**Extracted information:**
------------

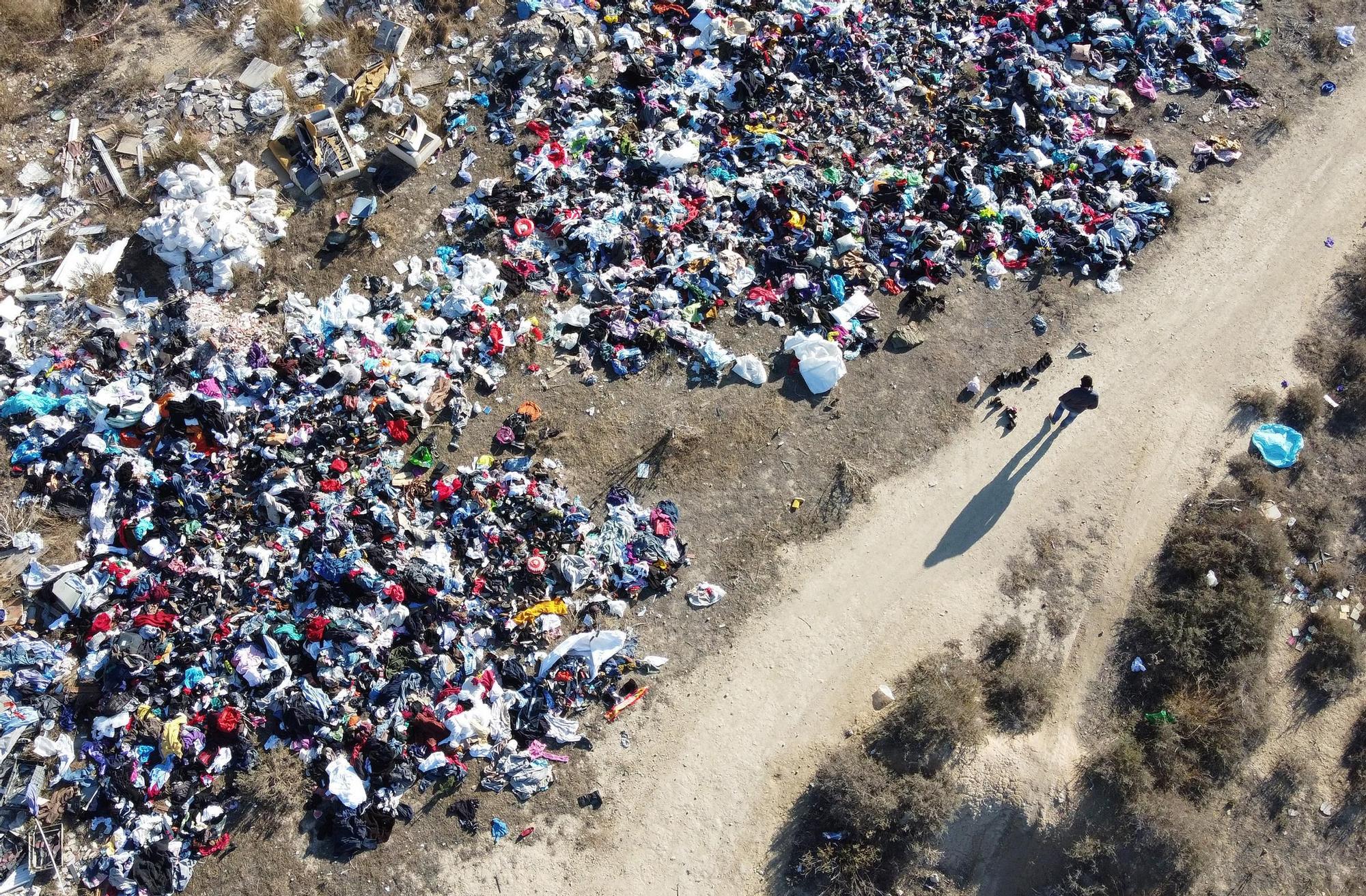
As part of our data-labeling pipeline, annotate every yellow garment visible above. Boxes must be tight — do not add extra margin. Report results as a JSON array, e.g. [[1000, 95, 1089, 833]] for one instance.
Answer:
[[512, 598, 570, 626], [161, 713, 190, 757]]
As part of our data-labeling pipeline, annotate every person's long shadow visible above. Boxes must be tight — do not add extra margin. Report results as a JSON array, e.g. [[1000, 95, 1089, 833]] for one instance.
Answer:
[[925, 422, 1063, 567]]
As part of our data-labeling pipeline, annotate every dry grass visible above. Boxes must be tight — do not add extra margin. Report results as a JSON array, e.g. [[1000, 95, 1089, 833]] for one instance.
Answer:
[[1306, 26, 1348, 63], [152, 115, 208, 168], [0, 0, 66, 42], [81, 273, 115, 302], [876, 647, 984, 774], [184, 7, 234, 53], [313, 16, 374, 78], [1233, 387, 1276, 421], [1343, 709, 1366, 800]]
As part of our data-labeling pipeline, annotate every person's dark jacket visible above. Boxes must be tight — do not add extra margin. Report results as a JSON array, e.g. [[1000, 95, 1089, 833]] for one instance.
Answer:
[[1057, 387, 1101, 414]]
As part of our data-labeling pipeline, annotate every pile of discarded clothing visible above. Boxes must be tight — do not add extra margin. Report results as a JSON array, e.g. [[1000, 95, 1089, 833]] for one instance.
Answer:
[[423, 0, 1255, 374], [0, 275, 687, 895]]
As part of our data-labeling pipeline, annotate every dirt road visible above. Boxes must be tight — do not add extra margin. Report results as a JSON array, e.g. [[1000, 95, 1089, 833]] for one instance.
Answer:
[[429, 89, 1366, 895]]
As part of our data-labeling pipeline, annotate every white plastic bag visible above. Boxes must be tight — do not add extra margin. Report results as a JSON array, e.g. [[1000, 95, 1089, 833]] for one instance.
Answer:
[[328, 754, 365, 809], [783, 333, 844, 395], [731, 355, 768, 385]]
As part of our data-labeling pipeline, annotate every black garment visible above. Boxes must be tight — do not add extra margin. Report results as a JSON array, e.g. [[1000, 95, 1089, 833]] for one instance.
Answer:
[[1057, 387, 1101, 414], [445, 799, 479, 835]]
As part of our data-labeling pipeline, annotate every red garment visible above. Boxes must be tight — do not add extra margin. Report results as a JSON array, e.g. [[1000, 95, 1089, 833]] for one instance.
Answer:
[[526, 122, 550, 143], [212, 706, 242, 735], [194, 833, 232, 859], [133, 609, 176, 628], [408, 706, 451, 743]]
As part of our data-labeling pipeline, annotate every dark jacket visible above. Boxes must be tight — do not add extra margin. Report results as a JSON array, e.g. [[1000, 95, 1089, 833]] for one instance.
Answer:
[[1057, 387, 1101, 414]]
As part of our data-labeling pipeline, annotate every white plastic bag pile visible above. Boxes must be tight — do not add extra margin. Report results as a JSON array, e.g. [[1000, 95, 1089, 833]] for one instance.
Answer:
[[138, 163, 284, 292]]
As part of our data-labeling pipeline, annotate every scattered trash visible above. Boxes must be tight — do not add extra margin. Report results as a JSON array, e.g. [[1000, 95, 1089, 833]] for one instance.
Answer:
[[687, 582, 725, 608], [138, 163, 285, 292], [0, 249, 694, 893]]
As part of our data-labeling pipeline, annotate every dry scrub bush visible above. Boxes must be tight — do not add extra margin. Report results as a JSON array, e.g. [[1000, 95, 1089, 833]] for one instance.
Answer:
[[1161, 511, 1290, 585], [1137, 672, 1266, 800], [876, 649, 982, 773], [798, 742, 958, 893], [982, 657, 1057, 733], [1295, 616, 1362, 702]]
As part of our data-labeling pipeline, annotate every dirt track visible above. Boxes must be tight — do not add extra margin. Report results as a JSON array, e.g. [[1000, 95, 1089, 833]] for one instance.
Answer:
[[414, 73, 1366, 895]]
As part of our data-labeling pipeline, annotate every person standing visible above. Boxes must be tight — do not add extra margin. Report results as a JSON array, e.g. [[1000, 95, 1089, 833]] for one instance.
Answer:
[[1045, 377, 1101, 426]]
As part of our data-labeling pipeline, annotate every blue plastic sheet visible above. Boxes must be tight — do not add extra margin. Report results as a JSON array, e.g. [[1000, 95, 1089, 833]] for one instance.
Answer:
[[1253, 423, 1305, 468]]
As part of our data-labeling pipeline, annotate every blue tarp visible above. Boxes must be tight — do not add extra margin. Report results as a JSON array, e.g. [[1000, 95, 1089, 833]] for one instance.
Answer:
[[1253, 423, 1305, 468]]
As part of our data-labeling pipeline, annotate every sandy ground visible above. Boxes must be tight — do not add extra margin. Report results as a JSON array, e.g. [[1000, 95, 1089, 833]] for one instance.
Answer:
[[410, 72, 1366, 895]]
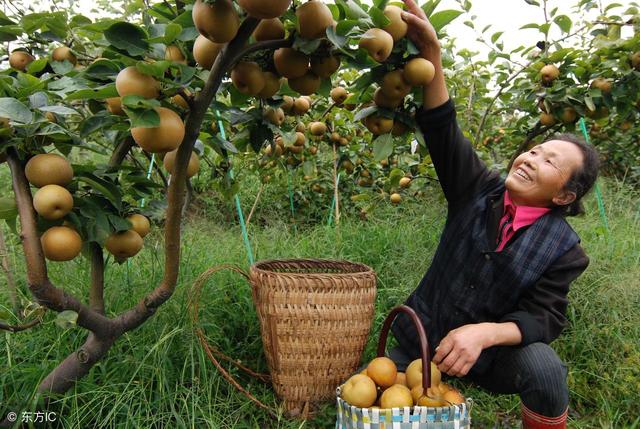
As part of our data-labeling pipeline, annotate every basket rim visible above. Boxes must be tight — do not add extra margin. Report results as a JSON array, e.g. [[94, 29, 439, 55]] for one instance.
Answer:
[[250, 258, 375, 277]]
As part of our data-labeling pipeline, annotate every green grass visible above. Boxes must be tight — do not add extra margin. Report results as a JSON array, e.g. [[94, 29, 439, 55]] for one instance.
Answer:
[[0, 176, 640, 428]]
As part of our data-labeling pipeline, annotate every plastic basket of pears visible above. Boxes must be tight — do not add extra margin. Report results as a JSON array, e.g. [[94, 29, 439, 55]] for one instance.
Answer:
[[336, 305, 472, 429]]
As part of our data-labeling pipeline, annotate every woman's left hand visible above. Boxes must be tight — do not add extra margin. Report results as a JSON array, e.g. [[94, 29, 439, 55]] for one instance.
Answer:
[[432, 323, 490, 377]]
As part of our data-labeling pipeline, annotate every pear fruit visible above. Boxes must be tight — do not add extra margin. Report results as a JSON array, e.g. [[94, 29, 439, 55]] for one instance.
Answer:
[[9, 51, 35, 71], [296, 0, 334, 39], [51, 46, 78, 66], [192, 0, 240, 43], [359, 28, 393, 63], [116, 66, 160, 98], [24, 153, 73, 188], [382, 5, 409, 42], [127, 213, 151, 238], [193, 34, 224, 70], [164, 45, 187, 64], [33, 185, 73, 220], [131, 107, 185, 153], [104, 229, 144, 261], [231, 61, 266, 96], [238, 0, 291, 19], [402, 58, 436, 86], [40, 226, 82, 262], [540, 64, 560, 84]]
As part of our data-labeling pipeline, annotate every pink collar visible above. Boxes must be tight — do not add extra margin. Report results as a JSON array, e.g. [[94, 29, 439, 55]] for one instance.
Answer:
[[504, 190, 551, 232]]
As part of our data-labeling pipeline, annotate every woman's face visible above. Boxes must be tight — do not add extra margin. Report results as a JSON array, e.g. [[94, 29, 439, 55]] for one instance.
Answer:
[[505, 140, 583, 207]]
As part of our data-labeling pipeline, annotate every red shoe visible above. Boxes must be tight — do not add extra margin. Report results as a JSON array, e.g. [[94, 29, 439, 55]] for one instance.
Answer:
[[521, 404, 569, 429]]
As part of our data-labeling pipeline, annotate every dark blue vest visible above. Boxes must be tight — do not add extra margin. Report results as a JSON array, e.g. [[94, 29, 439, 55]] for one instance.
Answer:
[[392, 180, 580, 374]]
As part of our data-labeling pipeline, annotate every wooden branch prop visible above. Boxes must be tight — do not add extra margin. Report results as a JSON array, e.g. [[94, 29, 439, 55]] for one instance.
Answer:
[[0, 319, 40, 334], [0, 229, 20, 314]]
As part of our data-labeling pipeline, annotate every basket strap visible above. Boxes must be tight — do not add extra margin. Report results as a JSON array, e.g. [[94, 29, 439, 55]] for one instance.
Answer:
[[188, 264, 278, 419], [378, 305, 431, 392]]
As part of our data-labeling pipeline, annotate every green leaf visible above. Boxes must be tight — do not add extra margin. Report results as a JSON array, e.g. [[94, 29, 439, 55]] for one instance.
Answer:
[[56, 310, 78, 329], [373, 134, 393, 161], [164, 23, 182, 45], [0, 25, 24, 42], [40, 106, 80, 116], [429, 10, 463, 32], [553, 15, 573, 33], [0, 97, 33, 124], [0, 197, 18, 220], [104, 22, 149, 56]]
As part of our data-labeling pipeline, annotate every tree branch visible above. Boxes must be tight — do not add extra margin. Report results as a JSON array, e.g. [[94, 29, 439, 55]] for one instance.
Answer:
[[7, 148, 113, 337]]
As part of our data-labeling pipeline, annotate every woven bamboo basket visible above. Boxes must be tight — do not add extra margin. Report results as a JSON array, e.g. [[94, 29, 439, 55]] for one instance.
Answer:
[[249, 259, 376, 417], [336, 305, 473, 429]]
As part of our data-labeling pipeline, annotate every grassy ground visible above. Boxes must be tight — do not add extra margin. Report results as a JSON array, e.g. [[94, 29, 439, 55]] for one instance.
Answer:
[[0, 172, 640, 428]]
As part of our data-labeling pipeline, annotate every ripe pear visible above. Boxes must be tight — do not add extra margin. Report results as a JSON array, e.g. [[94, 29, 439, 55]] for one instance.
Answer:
[[359, 28, 393, 63], [402, 58, 436, 86], [330, 86, 349, 106], [540, 112, 556, 127], [192, 0, 240, 43], [104, 229, 144, 261], [24, 153, 73, 188], [162, 149, 200, 177], [131, 107, 185, 153], [340, 372, 378, 408], [40, 226, 82, 262], [381, 69, 411, 99], [193, 35, 224, 70], [280, 95, 295, 113], [238, 0, 291, 19], [382, 5, 409, 42], [288, 70, 322, 95], [364, 115, 393, 136], [309, 122, 327, 136], [33, 185, 73, 220], [104, 97, 125, 116], [258, 72, 282, 99], [311, 55, 340, 79], [591, 77, 613, 94], [116, 66, 160, 98], [296, 0, 334, 39], [273, 48, 309, 79], [51, 46, 78, 66], [293, 97, 311, 115], [164, 45, 187, 64], [9, 51, 35, 71], [127, 213, 151, 238], [540, 64, 560, 84], [231, 61, 266, 96], [262, 107, 284, 127], [253, 18, 285, 42]]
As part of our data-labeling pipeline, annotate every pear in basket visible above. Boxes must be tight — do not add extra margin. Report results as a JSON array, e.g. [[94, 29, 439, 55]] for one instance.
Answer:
[[340, 374, 378, 408], [406, 359, 441, 389], [380, 384, 413, 408], [367, 357, 398, 389]]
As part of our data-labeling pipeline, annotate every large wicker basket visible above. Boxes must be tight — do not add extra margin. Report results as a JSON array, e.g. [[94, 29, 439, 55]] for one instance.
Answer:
[[249, 259, 376, 416]]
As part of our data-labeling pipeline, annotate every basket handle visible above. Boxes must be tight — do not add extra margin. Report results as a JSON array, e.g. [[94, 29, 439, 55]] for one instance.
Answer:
[[378, 305, 431, 392]]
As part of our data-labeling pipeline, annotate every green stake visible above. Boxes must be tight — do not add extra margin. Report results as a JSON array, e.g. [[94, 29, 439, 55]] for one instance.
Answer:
[[216, 110, 255, 265], [580, 118, 610, 236]]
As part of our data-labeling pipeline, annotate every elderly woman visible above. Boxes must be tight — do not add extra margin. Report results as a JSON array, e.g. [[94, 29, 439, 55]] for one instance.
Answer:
[[390, 0, 598, 428]]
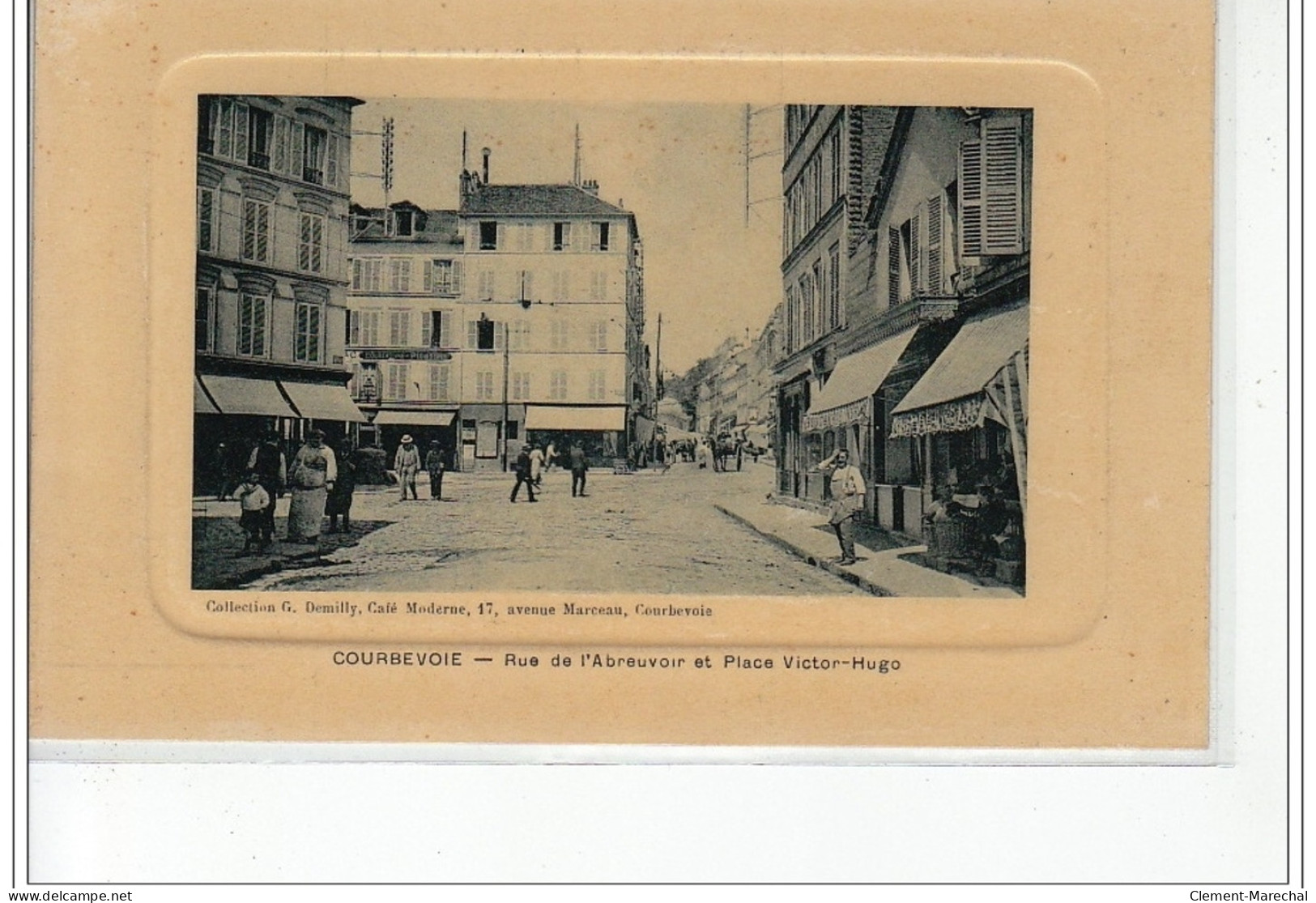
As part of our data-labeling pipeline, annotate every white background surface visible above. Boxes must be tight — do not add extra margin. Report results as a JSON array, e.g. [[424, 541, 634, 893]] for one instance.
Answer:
[[15, 0, 1301, 901]]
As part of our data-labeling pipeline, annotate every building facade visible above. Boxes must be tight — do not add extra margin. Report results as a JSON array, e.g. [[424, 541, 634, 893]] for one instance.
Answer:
[[779, 102, 1032, 547], [346, 202, 465, 453], [194, 95, 364, 488]]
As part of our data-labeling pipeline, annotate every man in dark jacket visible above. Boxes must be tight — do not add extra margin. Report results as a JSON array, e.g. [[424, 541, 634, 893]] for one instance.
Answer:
[[248, 433, 288, 552], [511, 445, 535, 501], [567, 442, 588, 499]]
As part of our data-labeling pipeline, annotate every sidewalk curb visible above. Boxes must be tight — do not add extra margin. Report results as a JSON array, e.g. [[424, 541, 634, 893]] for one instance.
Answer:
[[713, 505, 895, 598]]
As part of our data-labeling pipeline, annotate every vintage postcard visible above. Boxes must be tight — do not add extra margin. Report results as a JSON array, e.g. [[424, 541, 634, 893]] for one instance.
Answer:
[[30, 4, 1212, 756]]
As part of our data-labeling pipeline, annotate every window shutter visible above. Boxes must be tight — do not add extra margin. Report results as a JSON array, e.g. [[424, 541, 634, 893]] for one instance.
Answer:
[[272, 116, 291, 173], [958, 141, 986, 257], [926, 195, 946, 295], [909, 206, 925, 296], [233, 104, 251, 164], [982, 116, 1024, 254], [325, 134, 339, 188], [887, 227, 901, 307]]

------------

**Directive:** Format everything from the start of the rows down to the line containing "709, 1366, 800]]" as a two-column CSV with the headers instruction and boxes, giving one CSV line per row with each value in a single quoted field and any line breaks replaced by spaces. Leave the pictures out of the CSV.

**Output of the task:**
instruction,boxes
"As part of our data-labeling pipeline, annotate every yellow garment visible above. Boxes must be tight — do not add extra margin. Report results as a JSON array, e.g. [[1000, 95, 1089, 833]] for one instance. Answer:","[[512, 598, 570, 626], [161, 713, 190, 757]]"
"As part of our data-labeling pipeline, annotate every person's long shadow visible above. Boxes must be tight — do not add extra margin. Report results as a JSON array, e.g. [[1000, 95, 1089, 833]] for one instance. Answer:","[[925, 422, 1063, 567]]"
"As part of our data-labeling pipeline, annotate every dry grass visible above. Boxes must be tight — do not add extra margin. Report results as a JSON array, e.g. [[1000, 95, 1089, 833]] for one instance. Answer:","[[1306, 26, 1348, 63], [152, 115, 208, 168], [0, 0, 66, 42], [81, 273, 115, 302], [876, 647, 984, 774], [184, 7, 234, 53], [313, 16, 374, 78], [1233, 387, 1276, 421], [1343, 709, 1366, 800]]"